» What you should do
Print, exactly and completely, every entry in the data.

» Given information

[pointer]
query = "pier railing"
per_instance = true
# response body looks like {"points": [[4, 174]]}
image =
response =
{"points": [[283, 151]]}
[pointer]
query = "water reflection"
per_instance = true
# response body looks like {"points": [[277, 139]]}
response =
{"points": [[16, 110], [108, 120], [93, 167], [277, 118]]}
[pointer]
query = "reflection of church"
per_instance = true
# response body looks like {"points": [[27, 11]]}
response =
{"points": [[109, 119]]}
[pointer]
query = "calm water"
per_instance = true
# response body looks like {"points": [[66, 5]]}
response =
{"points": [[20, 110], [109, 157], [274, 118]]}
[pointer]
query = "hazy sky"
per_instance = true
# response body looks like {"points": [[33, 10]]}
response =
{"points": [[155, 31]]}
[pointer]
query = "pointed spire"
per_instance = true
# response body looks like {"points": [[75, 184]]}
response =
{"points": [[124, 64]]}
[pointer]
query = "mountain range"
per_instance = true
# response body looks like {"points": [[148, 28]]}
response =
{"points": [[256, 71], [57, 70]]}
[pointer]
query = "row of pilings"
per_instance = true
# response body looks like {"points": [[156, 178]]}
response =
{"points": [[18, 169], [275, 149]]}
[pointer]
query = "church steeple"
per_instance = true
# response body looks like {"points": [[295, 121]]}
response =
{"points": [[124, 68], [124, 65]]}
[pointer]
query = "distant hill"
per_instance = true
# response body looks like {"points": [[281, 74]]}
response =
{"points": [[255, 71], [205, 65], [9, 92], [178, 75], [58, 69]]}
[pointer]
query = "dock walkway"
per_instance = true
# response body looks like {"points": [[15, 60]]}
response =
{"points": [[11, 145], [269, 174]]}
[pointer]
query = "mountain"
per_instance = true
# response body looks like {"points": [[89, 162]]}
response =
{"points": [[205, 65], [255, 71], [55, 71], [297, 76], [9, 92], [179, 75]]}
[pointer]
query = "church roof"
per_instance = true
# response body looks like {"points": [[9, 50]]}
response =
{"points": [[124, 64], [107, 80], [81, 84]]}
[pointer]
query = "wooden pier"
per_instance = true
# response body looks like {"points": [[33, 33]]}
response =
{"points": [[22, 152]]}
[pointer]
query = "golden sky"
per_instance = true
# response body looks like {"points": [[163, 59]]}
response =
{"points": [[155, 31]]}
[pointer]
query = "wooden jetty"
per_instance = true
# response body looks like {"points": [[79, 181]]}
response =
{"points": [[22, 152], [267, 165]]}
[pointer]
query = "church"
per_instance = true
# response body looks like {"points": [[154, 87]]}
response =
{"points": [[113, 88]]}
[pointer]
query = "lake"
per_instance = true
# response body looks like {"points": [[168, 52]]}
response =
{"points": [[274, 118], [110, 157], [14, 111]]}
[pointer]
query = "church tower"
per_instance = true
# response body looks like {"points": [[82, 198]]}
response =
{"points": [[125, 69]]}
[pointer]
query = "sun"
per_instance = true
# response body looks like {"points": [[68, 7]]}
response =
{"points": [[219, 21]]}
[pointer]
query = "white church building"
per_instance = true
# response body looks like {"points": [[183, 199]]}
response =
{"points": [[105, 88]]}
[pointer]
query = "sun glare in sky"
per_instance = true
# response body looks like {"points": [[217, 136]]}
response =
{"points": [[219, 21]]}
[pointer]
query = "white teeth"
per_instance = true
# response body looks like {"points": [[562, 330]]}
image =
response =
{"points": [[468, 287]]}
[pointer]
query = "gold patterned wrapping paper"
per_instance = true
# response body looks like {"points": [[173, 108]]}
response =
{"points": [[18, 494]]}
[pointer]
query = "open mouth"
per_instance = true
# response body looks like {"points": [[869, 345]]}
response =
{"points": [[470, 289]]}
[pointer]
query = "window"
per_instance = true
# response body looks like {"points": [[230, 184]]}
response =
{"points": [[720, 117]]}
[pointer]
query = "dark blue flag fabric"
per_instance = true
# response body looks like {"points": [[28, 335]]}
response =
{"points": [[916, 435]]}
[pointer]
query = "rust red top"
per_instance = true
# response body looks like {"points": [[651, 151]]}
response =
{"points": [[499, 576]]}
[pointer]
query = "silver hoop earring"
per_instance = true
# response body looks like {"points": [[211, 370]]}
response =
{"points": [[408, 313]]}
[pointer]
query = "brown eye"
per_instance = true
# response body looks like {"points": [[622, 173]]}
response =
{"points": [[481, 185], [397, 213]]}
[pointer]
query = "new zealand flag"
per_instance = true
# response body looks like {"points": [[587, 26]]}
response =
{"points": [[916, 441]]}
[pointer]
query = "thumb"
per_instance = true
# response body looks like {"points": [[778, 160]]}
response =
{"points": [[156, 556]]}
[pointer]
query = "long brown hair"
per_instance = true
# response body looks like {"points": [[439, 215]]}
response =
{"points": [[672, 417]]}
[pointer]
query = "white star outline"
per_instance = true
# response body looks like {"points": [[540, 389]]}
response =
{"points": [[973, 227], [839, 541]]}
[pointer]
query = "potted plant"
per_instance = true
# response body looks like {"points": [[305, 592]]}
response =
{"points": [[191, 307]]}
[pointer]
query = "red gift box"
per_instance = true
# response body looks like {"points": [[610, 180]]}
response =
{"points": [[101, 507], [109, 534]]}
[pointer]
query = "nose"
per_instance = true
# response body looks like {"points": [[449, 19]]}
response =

» Solved exercise
[pointer]
query = "pier railing"
per_instance = true
# response body looks like {"points": [[4, 174]]}
image =
response =
{"points": [[283, 151]]}
[pointer]
query = "water reflection"
per_instance = true
# response body looks like {"points": [[277, 139]]}
response =
{"points": [[16, 110], [108, 120], [93, 167], [277, 118]]}
[pointer]
query = "reflection of church"
per_instance = true
# response body looks like {"points": [[27, 11]]}
response =
{"points": [[109, 119]]}
[pointer]
query = "calm water"
per_instance = true
# response body looks like {"points": [[66, 5]]}
response =
{"points": [[20, 110], [109, 157], [274, 118]]}
[pointer]
query = "hazy sky"
per_instance = true
# response body looks like {"points": [[33, 10]]}
response =
{"points": [[155, 31]]}
[pointer]
query = "pointed spire"
per_instance = true
# response body looks like {"points": [[75, 184]]}
response =
{"points": [[124, 64]]}
[pointer]
query = "mountain range"
per_instance = true
# response body looks like {"points": [[148, 28]]}
response =
{"points": [[256, 71], [57, 70]]}
[pointer]
query = "row of pilings"
per_instance = true
# response body looks like {"points": [[156, 178]]}
response =
{"points": [[18, 169], [275, 149]]}
[pointer]
query = "church steeple"
per_instance = true
# response body looks like {"points": [[295, 121]]}
response =
{"points": [[124, 68], [124, 65]]}
[pointer]
query = "distant hill"
per_instance = true
# response body looks like {"points": [[281, 74]]}
response =
{"points": [[255, 71], [205, 65], [9, 92], [178, 75], [58, 69]]}
[pointer]
query = "dock walkway"
per_instance = true
# response body looks like {"points": [[15, 60]]}
response =
{"points": [[11, 145], [269, 174]]}
[pointer]
query = "mountain"
per_instance = true
# response body looks like {"points": [[89, 162]]}
response =
{"points": [[205, 65], [255, 71], [55, 71], [297, 76], [9, 92], [179, 75]]}
[pointer]
query = "church roof"
per_instance = true
# response body looks like {"points": [[9, 50]]}
response =
{"points": [[124, 64], [107, 80], [81, 84]]}
[pointer]
query = "wooden pier"
per_instance = true
# response body looks like {"points": [[33, 33]]}
response =
{"points": [[22, 152]]}
[pointer]
query = "golden sky"
per_instance = true
# response body looks like {"points": [[163, 59]]}
response =
{"points": [[155, 31]]}
[pointer]
query = "wooden jetty"
per_instance = true
# response body looks like {"points": [[79, 181]]}
response =
{"points": [[22, 152], [267, 165]]}
[pointer]
query = "church"
per_instance = true
# response body looks like {"points": [[154, 87]]}
response =
{"points": [[113, 88]]}
[pointer]
query = "lake"
per_instance = true
# response body looks like {"points": [[168, 52]]}
response =
{"points": [[274, 118], [110, 157], [14, 111]]}
[pointer]
query = "church tower"
per_instance = true
# response body looks like {"points": [[82, 198]]}
response =
{"points": [[125, 69]]}
[pointer]
query = "sun"
per_instance = true
# response body looks like {"points": [[68, 7]]}
response =
{"points": [[219, 21]]}
[pointer]
query = "white church building"
per_instance = true
# response body looks like {"points": [[183, 199]]}
response =
{"points": [[105, 88]]}
[pointer]
query = "sun glare in sky"
per_instance = true
# response body looks like {"points": [[217, 136]]}
response =
{"points": [[219, 21]]}
[pointer]
query = "white teeth"
per_instance = true
# response body looks like {"points": [[562, 330]]}
image =
response =
{"points": [[468, 287]]}
[pointer]
query = "gold patterned wrapping paper"
per_instance = true
# response body looks like {"points": [[173, 108]]}
response =
{"points": [[18, 494]]}
[pointer]
query = "open mouth"
per_instance = true
# response body looks like {"points": [[869, 345]]}
response =
{"points": [[470, 289]]}
[pointer]
query = "window"
per_instance = true
# response body looks like {"points": [[230, 184]]}
response =
{"points": [[720, 117]]}
[pointer]
query = "dark blue flag fabric"
per_instance = true
# response body looks like {"points": [[28, 335]]}
response =
{"points": [[916, 435]]}
[pointer]
query = "rust red top"
per_instance = true
# response body looks like {"points": [[651, 151]]}
response =
{"points": [[499, 576]]}
[pointer]
query = "silver hoop earring"
per_instance = true
# response body looks like {"points": [[211, 370]]}
response =
{"points": [[408, 313]]}
[pointer]
query = "brown eye"
per_instance = true
# response body looks like {"points": [[622, 173]]}
response =
{"points": [[481, 185], [397, 213]]}
[pointer]
query = "new zealand flag"
per_instance = true
# response body looks like {"points": [[587, 26]]}
response =
{"points": [[916, 441]]}
[pointer]
query = "thumb"
per_instance = true
# response body looks like {"points": [[778, 160]]}
response =
{"points": [[156, 556]]}
[pointer]
query = "long brown hair"
per_instance = true
# response body looks like {"points": [[439, 215]]}
response =
{"points": [[672, 417]]}
[pointer]
query = "white star outline"
per_instance = true
# response body looks like {"points": [[540, 389]]}
response =
{"points": [[973, 227], [839, 541]]}
[pointer]
query = "potted plant"
per_instance = true
# response body looks like {"points": [[305, 592]]}
response =
{"points": [[191, 307]]}
[pointer]
query = "red gift box"
per_instance = true
# response body looks like {"points": [[610, 180]]}
response =
{"points": [[101, 507], [109, 534]]}
[pointer]
query = "nose"
per_instance = true
# response body looks like {"points": [[449, 19]]}
response =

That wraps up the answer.